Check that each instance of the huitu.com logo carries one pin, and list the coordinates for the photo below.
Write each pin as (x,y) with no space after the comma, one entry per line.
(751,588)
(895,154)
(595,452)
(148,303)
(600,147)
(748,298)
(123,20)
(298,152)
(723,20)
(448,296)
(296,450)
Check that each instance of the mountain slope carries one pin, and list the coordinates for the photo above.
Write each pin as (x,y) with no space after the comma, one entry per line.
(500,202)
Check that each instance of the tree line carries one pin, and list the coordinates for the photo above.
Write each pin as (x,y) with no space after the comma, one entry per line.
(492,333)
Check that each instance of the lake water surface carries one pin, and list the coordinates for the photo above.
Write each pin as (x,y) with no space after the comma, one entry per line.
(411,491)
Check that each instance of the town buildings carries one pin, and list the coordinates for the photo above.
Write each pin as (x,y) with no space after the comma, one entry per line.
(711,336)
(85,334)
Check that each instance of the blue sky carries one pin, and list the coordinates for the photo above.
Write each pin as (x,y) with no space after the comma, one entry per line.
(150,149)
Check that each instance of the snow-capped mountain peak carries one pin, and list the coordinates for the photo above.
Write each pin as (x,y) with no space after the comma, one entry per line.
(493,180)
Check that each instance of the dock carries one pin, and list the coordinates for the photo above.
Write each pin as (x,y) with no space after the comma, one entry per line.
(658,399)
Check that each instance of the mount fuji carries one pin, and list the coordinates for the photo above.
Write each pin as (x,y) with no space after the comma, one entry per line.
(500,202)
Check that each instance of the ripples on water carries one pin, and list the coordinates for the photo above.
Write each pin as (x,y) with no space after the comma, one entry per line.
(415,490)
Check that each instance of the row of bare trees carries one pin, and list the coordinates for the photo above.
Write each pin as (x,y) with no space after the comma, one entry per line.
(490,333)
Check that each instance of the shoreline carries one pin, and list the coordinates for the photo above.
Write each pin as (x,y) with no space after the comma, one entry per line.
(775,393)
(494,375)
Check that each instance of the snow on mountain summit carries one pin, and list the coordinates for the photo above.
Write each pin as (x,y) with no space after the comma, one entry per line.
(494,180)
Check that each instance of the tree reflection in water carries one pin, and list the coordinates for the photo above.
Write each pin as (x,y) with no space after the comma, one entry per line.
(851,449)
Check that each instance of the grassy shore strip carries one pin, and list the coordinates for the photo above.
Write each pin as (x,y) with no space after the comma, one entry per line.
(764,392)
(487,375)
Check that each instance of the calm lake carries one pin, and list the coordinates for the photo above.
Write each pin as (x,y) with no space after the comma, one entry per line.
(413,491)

● What you will do
In the listing above, find each line with the word "lake" and copy it.

● Answer to this exercise
Check that each instance of the lake water surface carries one pin, and list the coordinates for the photo above.
Check that each instance of the calm lake carries one pin, and list the coordinates for the photo above.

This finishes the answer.